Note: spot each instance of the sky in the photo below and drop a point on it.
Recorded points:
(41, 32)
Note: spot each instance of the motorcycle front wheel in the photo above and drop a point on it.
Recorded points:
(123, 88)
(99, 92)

......

# [ACTIVITY]
Each line from the one that contains "Note: spot each instance of the motorcycle" through the last line of the listing above should be written out exactly, and no other line.

# [ANSWER SPACE]
Note: spot each instance of the motorcycle front wheel in the photo above and drop a point on it.
Recorded points:
(123, 88)
(99, 92)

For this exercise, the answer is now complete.